- TRY IT
Every entry below needs to be copied exactly.

- DATA FOR THIS TASK
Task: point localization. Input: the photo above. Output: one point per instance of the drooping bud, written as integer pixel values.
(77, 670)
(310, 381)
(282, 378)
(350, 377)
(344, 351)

- RESULT OF THE EXERCISE
Task: point localization. Input: the photo above. Output: one point per instance of the drooping bud, written as integer pixel values.
(77, 670)
(310, 381)
(282, 378)
(350, 377)
(344, 351)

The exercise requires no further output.